* **Problem details**:
Using the rsnapshot text, say whether each statement agrees with it. Answer yes or no for each and quote the deciding words.
1. If weekly, monthly, and yearly intervals are defined in that order, the yearly snapshots are updated from the monthly ones.
2. On its first run, rsnapshot gives the snapshot_root directory the permissions 755.
3. Every listed interval gets its updates directly from the main filesystem.

-- Start of Source document --

Remember that if you are using different intervals than the ones in this example, the first interval listed is the one that gets updates directly from the main filesystem. All subsequently listed intervals pull from the previous intervals. For example, if you had weekly, monthly, and yearly intervals defined (in that order), the weekly ones would get updated directly from the filesystem, the monthly ones would get updated from weekly, and the yearly ones would get updated from monthly.

When rsnapshot is first run, it will create the snapshot_root directory (/.snapshots/ by default). It assigns this directory the permissions 700, and for good reason. The snapshot root will probably contain files owned by all sorts of users on your system. If any of these files are writeable (of course some of them will be), the users will still have write access to their files. Thus, if they can see the snapshots directly, they can modify them, and the integrity of the snapshots can not be guaranteed. Why even bother with backups when anyone can change them?

-- End of Source document --
-- Start of Entries --

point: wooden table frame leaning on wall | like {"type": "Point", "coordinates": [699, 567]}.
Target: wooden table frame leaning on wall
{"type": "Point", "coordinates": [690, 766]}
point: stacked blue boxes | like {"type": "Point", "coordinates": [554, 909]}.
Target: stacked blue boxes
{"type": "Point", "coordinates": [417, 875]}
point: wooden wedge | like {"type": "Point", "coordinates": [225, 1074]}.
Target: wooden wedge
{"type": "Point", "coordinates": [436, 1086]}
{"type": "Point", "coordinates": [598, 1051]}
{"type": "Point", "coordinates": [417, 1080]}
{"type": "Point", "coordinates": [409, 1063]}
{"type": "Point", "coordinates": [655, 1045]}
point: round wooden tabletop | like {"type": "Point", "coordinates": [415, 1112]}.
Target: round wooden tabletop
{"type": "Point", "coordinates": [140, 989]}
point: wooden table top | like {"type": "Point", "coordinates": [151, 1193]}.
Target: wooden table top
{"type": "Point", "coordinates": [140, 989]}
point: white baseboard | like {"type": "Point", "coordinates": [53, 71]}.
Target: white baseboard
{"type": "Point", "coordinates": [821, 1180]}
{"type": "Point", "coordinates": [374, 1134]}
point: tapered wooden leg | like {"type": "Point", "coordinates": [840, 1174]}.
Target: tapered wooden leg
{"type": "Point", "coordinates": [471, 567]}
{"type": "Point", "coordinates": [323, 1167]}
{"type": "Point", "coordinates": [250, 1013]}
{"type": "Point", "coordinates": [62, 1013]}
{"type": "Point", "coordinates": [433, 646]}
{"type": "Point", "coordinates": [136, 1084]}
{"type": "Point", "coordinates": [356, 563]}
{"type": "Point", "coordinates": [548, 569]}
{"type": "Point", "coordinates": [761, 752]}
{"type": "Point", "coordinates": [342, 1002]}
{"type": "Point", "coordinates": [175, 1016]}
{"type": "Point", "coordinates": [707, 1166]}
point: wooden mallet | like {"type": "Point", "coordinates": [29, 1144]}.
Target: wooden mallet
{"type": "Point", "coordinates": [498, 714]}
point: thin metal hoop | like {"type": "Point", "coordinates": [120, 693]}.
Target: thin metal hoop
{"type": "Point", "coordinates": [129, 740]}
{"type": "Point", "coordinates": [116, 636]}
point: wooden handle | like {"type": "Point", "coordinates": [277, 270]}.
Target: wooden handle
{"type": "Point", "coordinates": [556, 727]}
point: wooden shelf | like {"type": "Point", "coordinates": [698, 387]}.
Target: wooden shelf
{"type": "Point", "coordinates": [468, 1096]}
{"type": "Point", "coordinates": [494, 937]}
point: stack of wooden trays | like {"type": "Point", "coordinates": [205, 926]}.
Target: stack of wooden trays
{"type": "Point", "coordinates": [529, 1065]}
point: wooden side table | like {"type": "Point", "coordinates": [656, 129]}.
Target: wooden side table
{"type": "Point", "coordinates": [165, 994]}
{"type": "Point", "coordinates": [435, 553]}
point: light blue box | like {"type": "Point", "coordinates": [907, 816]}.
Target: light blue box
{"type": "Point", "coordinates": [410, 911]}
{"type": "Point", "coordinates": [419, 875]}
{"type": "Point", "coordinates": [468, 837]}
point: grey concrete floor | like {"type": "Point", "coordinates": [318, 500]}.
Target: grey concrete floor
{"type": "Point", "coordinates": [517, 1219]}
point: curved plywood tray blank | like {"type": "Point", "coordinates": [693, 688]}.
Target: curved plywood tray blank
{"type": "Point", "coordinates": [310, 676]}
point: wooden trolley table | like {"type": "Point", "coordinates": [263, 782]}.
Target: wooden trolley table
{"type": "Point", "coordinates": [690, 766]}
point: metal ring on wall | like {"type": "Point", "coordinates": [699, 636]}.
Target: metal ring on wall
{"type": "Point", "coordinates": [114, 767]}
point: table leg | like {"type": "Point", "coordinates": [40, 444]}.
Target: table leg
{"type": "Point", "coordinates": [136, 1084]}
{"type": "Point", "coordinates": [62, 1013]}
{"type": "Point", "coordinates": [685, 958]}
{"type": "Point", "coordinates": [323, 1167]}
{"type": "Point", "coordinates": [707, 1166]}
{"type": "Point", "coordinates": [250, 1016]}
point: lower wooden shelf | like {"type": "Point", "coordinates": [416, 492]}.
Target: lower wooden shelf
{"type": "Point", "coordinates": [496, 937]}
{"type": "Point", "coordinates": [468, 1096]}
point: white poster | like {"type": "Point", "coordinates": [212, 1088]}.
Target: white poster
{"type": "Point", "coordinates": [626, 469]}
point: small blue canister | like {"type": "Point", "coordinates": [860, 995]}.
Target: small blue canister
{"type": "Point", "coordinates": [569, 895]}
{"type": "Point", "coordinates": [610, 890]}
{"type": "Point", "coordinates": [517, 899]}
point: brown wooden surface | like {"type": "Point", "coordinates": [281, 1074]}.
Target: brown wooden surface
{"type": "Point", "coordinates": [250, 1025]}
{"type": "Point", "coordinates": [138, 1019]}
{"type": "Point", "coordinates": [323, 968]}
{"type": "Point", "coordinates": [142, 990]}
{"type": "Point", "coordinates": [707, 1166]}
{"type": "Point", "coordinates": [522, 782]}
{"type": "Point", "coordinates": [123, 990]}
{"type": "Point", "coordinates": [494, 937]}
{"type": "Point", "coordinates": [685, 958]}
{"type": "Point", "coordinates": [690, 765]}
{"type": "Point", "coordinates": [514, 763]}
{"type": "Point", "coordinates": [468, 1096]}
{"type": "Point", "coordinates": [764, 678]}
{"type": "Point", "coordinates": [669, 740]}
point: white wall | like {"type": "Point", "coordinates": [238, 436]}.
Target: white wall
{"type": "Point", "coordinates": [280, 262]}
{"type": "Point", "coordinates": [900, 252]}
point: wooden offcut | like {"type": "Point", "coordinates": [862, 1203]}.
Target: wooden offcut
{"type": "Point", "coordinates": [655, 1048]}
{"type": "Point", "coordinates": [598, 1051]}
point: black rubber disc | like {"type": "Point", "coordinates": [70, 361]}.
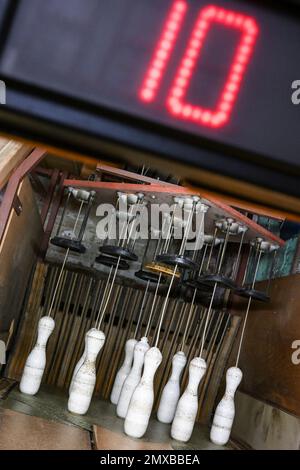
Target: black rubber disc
{"type": "Point", "coordinates": [148, 276]}
{"type": "Point", "coordinates": [222, 281]}
{"type": "Point", "coordinates": [117, 252]}
{"type": "Point", "coordinates": [181, 261]}
{"type": "Point", "coordinates": [73, 245]}
{"type": "Point", "coordinates": [110, 261]}
{"type": "Point", "coordinates": [253, 293]}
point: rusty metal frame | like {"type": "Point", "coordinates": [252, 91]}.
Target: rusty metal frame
{"type": "Point", "coordinates": [173, 189]}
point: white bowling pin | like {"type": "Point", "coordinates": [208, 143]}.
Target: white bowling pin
{"type": "Point", "coordinates": [187, 408]}
{"type": "Point", "coordinates": [36, 361]}
{"type": "Point", "coordinates": [78, 365]}
{"type": "Point", "coordinates": [171, 391]}
{"type": "Point", "coordinates": [225, 411]}
{"type": "Point", "coordinates": [85, 379]}
{"type": "Point", "coordinates": [140, 407]}
{"type": "Point", "coordinates": [133, 378]}
{"type": "Point", "coordinates": [123, 371]}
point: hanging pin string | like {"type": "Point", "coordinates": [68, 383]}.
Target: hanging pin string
{"type": "Point", "coordinates": [182, 248]}
{"type": "Point", "coordinates": [168, 236]}
{"type": "Point", "coordinates": [248, 309]}
{"type": "Point", "coordinates": [215, 288]}
{"type": "Point", "coordinates": [141, 310]}
{"type": "Point", "coordinates": [64, 263]}
{"type": "Point", "coordinates": [149, 324]}
{"type": "Point", "coordinates": [100, 315]}
{"type": "Point", "coordinates": [196, 290]}
{"type": "Point", "coordinates": [104, 296]}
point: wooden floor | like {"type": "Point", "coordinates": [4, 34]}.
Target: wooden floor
{"type": "Point", "coordinates": [43, 422]}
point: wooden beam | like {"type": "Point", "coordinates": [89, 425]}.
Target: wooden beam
{"type": "Point", "coordinates": [11, 155]}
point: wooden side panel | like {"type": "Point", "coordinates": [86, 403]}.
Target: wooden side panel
{"type": "Point", "coordinates": [266, 359]}
{"type": "Point", "coordinates": [18, 252]}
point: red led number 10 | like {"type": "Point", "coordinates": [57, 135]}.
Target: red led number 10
{"type": "Point", "coordinates": [176, 99]}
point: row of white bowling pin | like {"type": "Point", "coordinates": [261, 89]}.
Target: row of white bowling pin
{"type": "Point", "coordinates": [133, 391]}
{"type": "Point", "coordinates": [84, 375]}
{"type": "Point", "coordinates": [134, 395]}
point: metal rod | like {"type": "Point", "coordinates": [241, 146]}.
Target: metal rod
{"type": "Point", "coordinates": [64, 263]}
{"type": "Point", "coordinates": [141, 310]}
{"type": "Point", "coordinates": [247, 312]}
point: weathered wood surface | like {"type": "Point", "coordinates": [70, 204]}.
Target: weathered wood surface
{"type": "Point", "coordinates": [23, 432]}
{"type": "Point", "coordinates": [263, 427]}
{"type": "Point", "coordinates": [18, 251]}
{"type": "Point", "coordinates": [266, 358]}
{"type": "Point", "coordinates": [11, 155]}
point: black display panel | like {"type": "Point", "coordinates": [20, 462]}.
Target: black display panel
{"type": "Point", "coordinates": [221, 70]}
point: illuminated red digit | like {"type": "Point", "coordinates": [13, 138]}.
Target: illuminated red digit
{"type": "Point", "coordinates": [163, 51]}
{"type": "Point", "coordinates": [176, 103]}
{"type": "Point", "coordinates": [220, 115]}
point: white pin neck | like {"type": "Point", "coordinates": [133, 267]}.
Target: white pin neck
{"type": "Point", "coordinates": [197, 370]}
{"type": "Point", "coordinates": [178, 363]}
{"type": "Point", "coordinates": [234, 377]}
{"type": "Point", "coordinates": [153, 358]}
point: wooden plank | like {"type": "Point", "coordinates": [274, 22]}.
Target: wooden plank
{"type": "Point", "coordinates": [105, 439]}
{"type": "Point", "coordinates": [262, 427]}
{"type": "Point", "coordinates": [266, 358]}
{"type": "Point", "coordinates": [23, 432]}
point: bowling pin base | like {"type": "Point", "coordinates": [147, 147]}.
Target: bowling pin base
{"type": "Point", "coordinates": [123, 371]}
{"type": "Point", "coordinates": [187, 408]}
{"type": "Point", "coordinates": [84, 381]}
{"type": "Point", "coordinates": [225, 411]}
{"type": "Point", "coordinates": [133, 378]}
{"type": "Point", "coordinates": [140, 408]}
{"type": "Point", "coordinates": [36, 361]}
{"type": "Point", "coordinates": [171, 392]}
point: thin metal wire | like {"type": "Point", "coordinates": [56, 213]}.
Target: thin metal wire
{"type": "Point", "coordinates": [247, 311]}
{"type": "Point", "coordinates": [64, 263]}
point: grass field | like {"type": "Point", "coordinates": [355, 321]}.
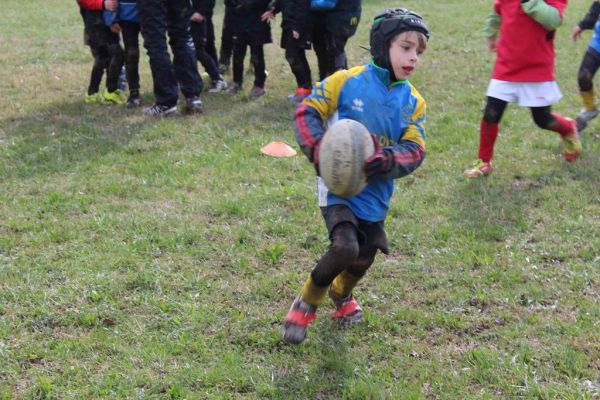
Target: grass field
{"type": "Point", "coordinates": [149, 259]}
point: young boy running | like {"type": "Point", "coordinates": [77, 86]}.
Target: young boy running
{"type": "Point", "coordinates": [380, 97]}
{"type": "Point", "coordinates": [295, 39]}
{"type": "Point", "coordinates": [521, 32]}
{"type": "Point", "coordinates": [106, 50]}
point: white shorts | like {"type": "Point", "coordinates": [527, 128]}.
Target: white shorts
{"type": "Point", "coordinates": [525, 94]}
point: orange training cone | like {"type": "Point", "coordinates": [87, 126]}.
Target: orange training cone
{"type": "Point", "coordinates": [278, 149]}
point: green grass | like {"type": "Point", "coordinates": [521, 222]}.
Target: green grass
{"type": "Point", "coordinates": [155, 259]}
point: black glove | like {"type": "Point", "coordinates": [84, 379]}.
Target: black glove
{"type": "Point", "coordinates": [315, 159]}
{"type": "Point", "coordinates": [379, 163]}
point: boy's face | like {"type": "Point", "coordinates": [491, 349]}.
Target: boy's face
{"type": "Point", "coordinates": [404, 54]}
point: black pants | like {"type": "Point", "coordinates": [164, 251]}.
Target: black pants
{"type": "Point", "coordinates": [226, 39]}
{"type": "Point", "coordinates": [330, 50]}
{"type": "Point", "coordinates": [354, 244]}
{"type": "Point", "coordinates": [257, 57]}
{"type": "Point", "coordinates": [494, 109]}
{"type": "Point", "coordinates": [130, 31]}
{"type": "Point", "coordinates": [199, 35]}
{"type": "Point", "coordinates": [587, 70]}
{"type": "Point", "coordinates": [110, 58]}
{"type": "Point", "coordinates": [157, 18]}
{"type": "Point", "coordinates": [296, 57]}
{"type": "Point", "coordinates": [211, 47]}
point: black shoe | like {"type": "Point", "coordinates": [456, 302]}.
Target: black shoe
{"type": "Point", "coordinates": [235, 88]}
{"type": "Point", "coordinates": [134, 100]}
{"type": "Point", "coordinates": [223, 67]}
{"type": "Point", "coordinates": [157, 110]}
{"type": "Point", "coordinates": [193, 105]}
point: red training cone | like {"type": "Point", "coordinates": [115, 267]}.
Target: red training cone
{"type": "Point", "coordinates": [278, 149]}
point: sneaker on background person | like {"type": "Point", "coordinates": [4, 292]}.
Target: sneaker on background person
{"type": "Point", "coordinates": [94, 98]}
{"type": "Point", "coordinates": [158, 110]}
{"type": "Point", "coordinates": [116, 97]}
{"type": "Point", "coordinates": [299, 95]}
{"type": "Point", "coordinates": [257, 92]}
{"type": "Point", "coordinates": [218, 86]}
{"type": "Point", "coordinates": [193, 105]}
{"type": "Point", "coordinates": [134, 99]}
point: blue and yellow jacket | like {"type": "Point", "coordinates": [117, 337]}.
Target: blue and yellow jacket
{"type": "Point", "coordinates": [393, 112]}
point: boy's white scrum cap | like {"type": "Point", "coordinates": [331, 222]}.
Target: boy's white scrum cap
{"type": "Point", "coordinates": [386, 26]}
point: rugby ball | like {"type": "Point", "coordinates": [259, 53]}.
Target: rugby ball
{"type": "Point", "coordinates": [342, 154]}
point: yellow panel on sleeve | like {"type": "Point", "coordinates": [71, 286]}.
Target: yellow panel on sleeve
{"type": "Point", "coordinates": [416, 131]}
{"type": "Point", "coordinates": [325, 94]}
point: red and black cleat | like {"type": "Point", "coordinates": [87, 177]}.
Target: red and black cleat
{"type": "Point", "coordinates": [347, 310]}
{"type": "Point", "coordinates": [296, 321]}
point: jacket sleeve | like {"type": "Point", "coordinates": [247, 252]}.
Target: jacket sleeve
{"type": "Point", "coordinates": [314, 112]}
{"type": "Point", "coordinates": [299, 15]}
{"type": "Point", "coordinates": [491, 26]}
{"type": "Point", "coordinates": [409, 151]}
{"type": "Point", "coordinates": [275, 5]}
{"type": "Point", "coordinates": [591, 17]}
{"type": "Point", "coordinates": [110, 17]}
{"type": "Point", "coordinates": [91, 4]}
{"type": "Point", "coordinates": [548, 14]}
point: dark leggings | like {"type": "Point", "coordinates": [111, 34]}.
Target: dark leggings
{"type": "Point", "coordinates": [345, 253]}
{"type": "Point", "coordinates": [587, 70]}
{"type": "Point", "coordinates": [131, 31]}
{"type": "Point", "coordinates": [296, 57]}
{"type": "Point", "coordinates": [110, 58]}
{"type": "Point", "coordinates": [329, 48]}
{"type": "Point", "coordinates": [226, 39]}
{"type": "Point", "coordinates": [257, 57]}
{"type": "Point", "coordinates": [494, 109]}
{"type": "Point", "coordinates": [198, 30]}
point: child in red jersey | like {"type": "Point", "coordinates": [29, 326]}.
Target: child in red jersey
{"type": "Point", "coordinates": [522, 34]}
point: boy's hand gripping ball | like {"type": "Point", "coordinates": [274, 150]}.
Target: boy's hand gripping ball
{"type": "Point", "coordinates": [342, 154]}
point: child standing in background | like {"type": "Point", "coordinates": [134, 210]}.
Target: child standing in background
{"type": "Point", "coordinates": [379, 96]}
{"type": "Point", "coordinates": [521, 32]}
{"type": "Point", "coordinates": [249, 30]}
{"type": "Point", "coordinates": [295, 39]}
{"type": "Point", "coordinates": [589, 65]}
{"type": "Point", "coordinates": [199, 29]}
{"type": "Point", "coordinates": [106, 50]}
{"type": "Point", "coordinates": [126, 20]}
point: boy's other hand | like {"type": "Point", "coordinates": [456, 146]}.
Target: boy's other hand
{"type": "Point", "coordinates": [379, 163]}
{"type": "Point", "coordinates": [111, 5]}
{"type": "Point", "coordinates": [197, 17]}
{"type": "Point", "coordinates": [267, 16]}
{"type": "Point", "coordinates": [576, 32]}
{"type": "Point", "coordinates": [493, 43]}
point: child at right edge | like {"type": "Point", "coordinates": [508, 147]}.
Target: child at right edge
{"type": "Point", "coordinates": [589, 65]}
{"type": "Point", "coordinates": [379, 96]}
{"type": "Point", "coordinates": [521, 32]}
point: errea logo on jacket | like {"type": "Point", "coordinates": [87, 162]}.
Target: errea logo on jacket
{"type": "Point", "coordinates": [357, 105]}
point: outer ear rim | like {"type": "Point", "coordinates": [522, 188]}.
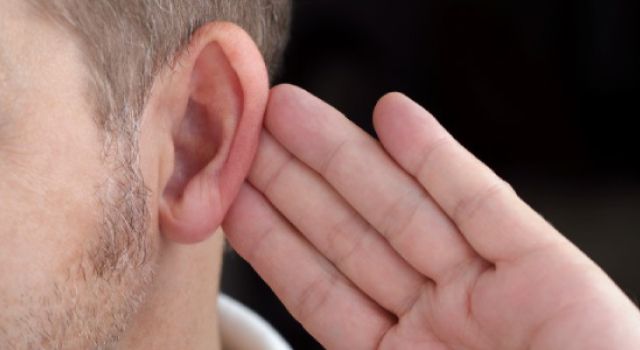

-- End of Entries --

* **Reply to the task**:
1. Yes: "the yearly ones would get updated from monthly."
2. No: "It assigns this directory the permissions 700"
3. No: "All subsequently listed intervals pull from the previous intervals."